What you will do:
Could you write out the whole listing exactly as it appears?
Dataset excerpts: Begin
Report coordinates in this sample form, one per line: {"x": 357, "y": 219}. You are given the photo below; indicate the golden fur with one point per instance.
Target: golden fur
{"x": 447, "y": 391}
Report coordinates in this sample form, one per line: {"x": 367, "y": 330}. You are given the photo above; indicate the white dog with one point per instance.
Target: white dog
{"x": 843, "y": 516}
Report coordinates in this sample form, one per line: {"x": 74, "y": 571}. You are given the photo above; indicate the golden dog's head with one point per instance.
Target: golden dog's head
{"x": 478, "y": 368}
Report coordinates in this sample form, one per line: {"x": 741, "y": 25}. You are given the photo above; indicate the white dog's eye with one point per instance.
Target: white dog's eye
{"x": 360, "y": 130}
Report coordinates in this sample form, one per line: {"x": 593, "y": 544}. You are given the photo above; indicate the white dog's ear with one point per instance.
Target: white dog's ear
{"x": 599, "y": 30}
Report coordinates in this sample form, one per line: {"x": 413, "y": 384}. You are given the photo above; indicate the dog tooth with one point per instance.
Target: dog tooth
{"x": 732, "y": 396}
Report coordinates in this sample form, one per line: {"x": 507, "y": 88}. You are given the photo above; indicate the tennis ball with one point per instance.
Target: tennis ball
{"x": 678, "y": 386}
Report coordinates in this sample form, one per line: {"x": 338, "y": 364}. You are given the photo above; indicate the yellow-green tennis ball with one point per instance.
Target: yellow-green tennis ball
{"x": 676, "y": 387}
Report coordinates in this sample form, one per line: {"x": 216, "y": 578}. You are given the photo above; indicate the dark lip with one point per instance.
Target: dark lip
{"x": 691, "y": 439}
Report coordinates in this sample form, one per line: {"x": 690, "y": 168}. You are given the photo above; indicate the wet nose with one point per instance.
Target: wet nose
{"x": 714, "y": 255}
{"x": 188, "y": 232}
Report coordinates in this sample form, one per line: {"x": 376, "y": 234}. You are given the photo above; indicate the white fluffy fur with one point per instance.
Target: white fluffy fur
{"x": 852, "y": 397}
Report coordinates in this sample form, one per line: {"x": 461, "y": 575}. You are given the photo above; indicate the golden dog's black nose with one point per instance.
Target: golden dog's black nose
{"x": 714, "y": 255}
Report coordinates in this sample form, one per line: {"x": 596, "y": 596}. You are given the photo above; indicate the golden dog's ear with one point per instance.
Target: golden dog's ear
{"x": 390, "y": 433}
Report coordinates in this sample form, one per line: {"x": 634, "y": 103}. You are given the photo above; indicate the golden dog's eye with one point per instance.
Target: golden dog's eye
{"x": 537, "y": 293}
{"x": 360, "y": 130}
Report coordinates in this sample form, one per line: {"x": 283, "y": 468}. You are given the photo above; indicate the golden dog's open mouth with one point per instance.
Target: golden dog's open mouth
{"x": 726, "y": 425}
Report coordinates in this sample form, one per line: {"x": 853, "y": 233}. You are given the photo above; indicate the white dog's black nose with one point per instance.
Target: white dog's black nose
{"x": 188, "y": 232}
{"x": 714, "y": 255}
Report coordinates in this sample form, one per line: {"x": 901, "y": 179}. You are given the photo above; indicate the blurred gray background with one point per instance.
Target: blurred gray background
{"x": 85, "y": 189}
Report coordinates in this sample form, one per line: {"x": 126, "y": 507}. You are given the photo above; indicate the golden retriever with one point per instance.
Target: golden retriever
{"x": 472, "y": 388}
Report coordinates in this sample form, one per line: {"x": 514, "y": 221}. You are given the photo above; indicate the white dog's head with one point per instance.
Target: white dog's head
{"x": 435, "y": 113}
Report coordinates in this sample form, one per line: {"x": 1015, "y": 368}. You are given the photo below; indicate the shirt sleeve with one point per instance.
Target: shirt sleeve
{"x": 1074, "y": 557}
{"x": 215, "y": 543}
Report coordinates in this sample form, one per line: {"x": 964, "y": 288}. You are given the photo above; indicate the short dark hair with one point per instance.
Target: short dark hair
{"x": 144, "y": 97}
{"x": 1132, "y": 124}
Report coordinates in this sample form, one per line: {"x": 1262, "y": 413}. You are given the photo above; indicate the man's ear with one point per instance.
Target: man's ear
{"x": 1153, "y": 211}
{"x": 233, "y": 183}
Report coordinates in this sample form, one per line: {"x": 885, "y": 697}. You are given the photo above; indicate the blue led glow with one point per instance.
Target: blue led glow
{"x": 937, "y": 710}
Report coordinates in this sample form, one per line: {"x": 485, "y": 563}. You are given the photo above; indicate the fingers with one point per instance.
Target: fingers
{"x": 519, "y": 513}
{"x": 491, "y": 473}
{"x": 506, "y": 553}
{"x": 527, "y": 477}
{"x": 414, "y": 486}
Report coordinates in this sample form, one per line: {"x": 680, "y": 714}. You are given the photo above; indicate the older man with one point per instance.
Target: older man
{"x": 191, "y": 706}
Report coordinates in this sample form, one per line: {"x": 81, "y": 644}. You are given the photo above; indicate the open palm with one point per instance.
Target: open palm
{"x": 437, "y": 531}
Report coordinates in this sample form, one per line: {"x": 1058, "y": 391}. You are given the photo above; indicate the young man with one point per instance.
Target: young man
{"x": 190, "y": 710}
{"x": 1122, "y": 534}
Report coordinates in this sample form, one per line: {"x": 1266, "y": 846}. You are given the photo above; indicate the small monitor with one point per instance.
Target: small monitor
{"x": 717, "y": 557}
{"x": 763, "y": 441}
Dataset excerpts: End
Worked solution:
Report coordinates in this sample form, one per line: {"x": 357, "y": 219}. You are given the photo below; indicate the golden fur with one point per instance.
Target: golden fur
{"x": 447, "y": 391}
Report coordinates in this sample form, one per line: {"x": 367, "y": 330}. You are given the photo above; indicate the white dog with one point per instance.
Target: white dog
{"x": 843, "y": 516}
Report coordinates in this sample form, one per line: {"x": 74, "y": 571}. You are given the photo above; indicate the golden dog's head with one point per instance.
Target: golden dog's head
{"x": 478, "y": 368}
Report coordinates in this sample form, one per line: {"x": 741, "y": 25}. You are given the photo above; indicate the white dog's eye with one point per instance.
Target: white dog's eye
{"x": 360, "y": 130}
Report coordinates in this sample form, one per line: {"x": 593, "y": 544}. You are given the photo above; indicate the white dog's ear with one point per instance.
Target: white dog's ear
{"x": 599, "y": 30}
Report coordinates in this sample form, one per line: {"x": 413, "y": 384}. You are given the photo above; indicate the dog tooth with one point per instance.
Target: dog tooth
{"x": 732, "y": 396}
Report coordinates in this sample form, one per line: {"x": 507, "y": 88}. You are given the photo above; indicate the tennis ball with one point per instance.
Target: tennis ball
{"x": 678, "y": 386}
Report coordinates in this sample form, one per line: {"x": 338, "y": 364}. You are given the photo above; indicate the yellow-green tennis ball with one point per instance.
Target: yellow-green tennis ball
{"x": 676, "y": 387}
Report coordinates in this sample form, one per line: {"x": 216, "y": 578}. You are given the photo above; indicate the dark lip with one point per instance.
Target: dark lip
{"x": 691, "y": 439}
Report coordinates in this sample form, one per line: {"x": 690, "y": 168}. You are given the photo above; indicate the wet nose with one point per instance.
Target: wet nose
{"x": 714, "y": 255}
{"x": 188, "y": 232}
Report coordinates in this sample form, one per line: {"x": 376, "y": 234}. You are given the photo above; indicate the white fluffy fur with one point per instance.
Target: white fluffy fur
{"x": 852, "y": 397}
Report coordinates in this sample form, one per line: {"x": 461, "y": 575}. You are given the photo above; indicate the golden dog's black nose with one point per instance.
Target: golden dog's black nose
{"x": 714, "y": 255}
Report coordinates in this sample form, one per line: {"x": 596, "y": 596}. You are given the photo above; indicate the golden dog's ear with one point per instance.
Target: golden dog's ear
{"x": 390, "y": 433}
Report coordinates in this sample form, one per line: {"x": 634, "y": 103}. You are given the photo above; indicate the golden dog's eye with one point per instance.
Target: golden dog's eye
{"x": 537, "y": 293}
{"x": 360, "y": 130}
Report coordinates in this sample form, one per line: {"x": 283, "y": 468}. You are given the photo above; indicate the golden dog's open mouth with one point per instance.
Target: golden dog's open mouth
{"x": 726, "y": 425}
Report coordinates in this sample form, one per line: {"x": 853, "y": 233}. You are given the photo above; indicate the white dog's black nose with one point per instance.
Target: white dog's black nose
{"x": 188, "y": 232}
{"x": 714, "y": 255}
Report coordinates in this sample form, one per line: {"x": 901, "y": 179}. You are given the photo above; indicate the blurred gray background with one point per instance.
Target: blurred gray background
{"x": 85, "y": 189}
Report coordinates in this sample form, one per line: {"x": 126, "y": 507}. You are given the photo above; indicate the golden retriever with one point per instance.
Target: golden retriever
{"x": 472, "y": 388}
Report coordinates in this sample form, one per line: {"x": 514, "y": 221}. You are given the photo above; indicate the white dog's head with one point per instance.
Target: white dog's head
{"x": 435, "y": 113}
Report coordinates in this sample form, one per line: {"x": 1015, "y": 368}. You are given the photo below; indicate the shirt sleeve with one point per instance.
Target: shirt sleeve
{"x": 1074, "y": 557}
{"x": 215, "y": 543}
Report coordinates in this sample form, one per line: {"x": 964, "y": 288}. You are given the photo above; indicate the short dark hair with one point per instance.
Target: short dark hair
{"x": 144, "y": 97}
{"x": 1132, "y": 124}
Report coordinates in this sample form, one per line: {"x": 1262, "y": 413}. You are given the photo above; indicate the man's ear with one point per instance.
Target: man's ear
{"x": 1153, "y": 211}
{"x": 233, "y": 183}
Report coordinates in this sample form, one per line: {"x": 885, "y": 697}. You are given the photo above; indicate the blue led glow with one point per instance.
Target: blue led glow
{"x": 937, "y": 710}
Report coordinates in this sample form, one per line: {"x": 485, "y": 563}. You are given the photo above; indicate the fingers with one point per instance.
Target: fingers
{"x": 519, "y": 513}
{"x": 491, "y": 473}
{"x": 506, "y": 553}
{"x": 527, "y": 477}
{"x": 414, "y": 486}
Report coordinates in this sample form, one per line: {"x": 680, "y": 714}. You are given the photo above; indicate the older man with one point per instance.
Target: older man
{"x": 191, "y": 706}
Report coordinates in this sample form, one per line: {"x": 81, "y": 644}. You are given the photo above; indicate the open palm with one point per instance.
Target: open palm
{"x": 437, "y": 531}
Report coordinates in this sample form, one per line: {"x": 1058, "y": 391}. You are given the photo above; indicate the young man with one point per instance.
Target: young man
{"x": 190, "y": 710}
{"x": 1122, "y": 534}
Report coordinates in this sample form, one per line: {"x": 1266, "y": 846}. You are given the photo above; indicate the small monitor with one point per instance.
Target: small monitor
{"x": 717, "y": 557}
{"x": 763, "y": 441}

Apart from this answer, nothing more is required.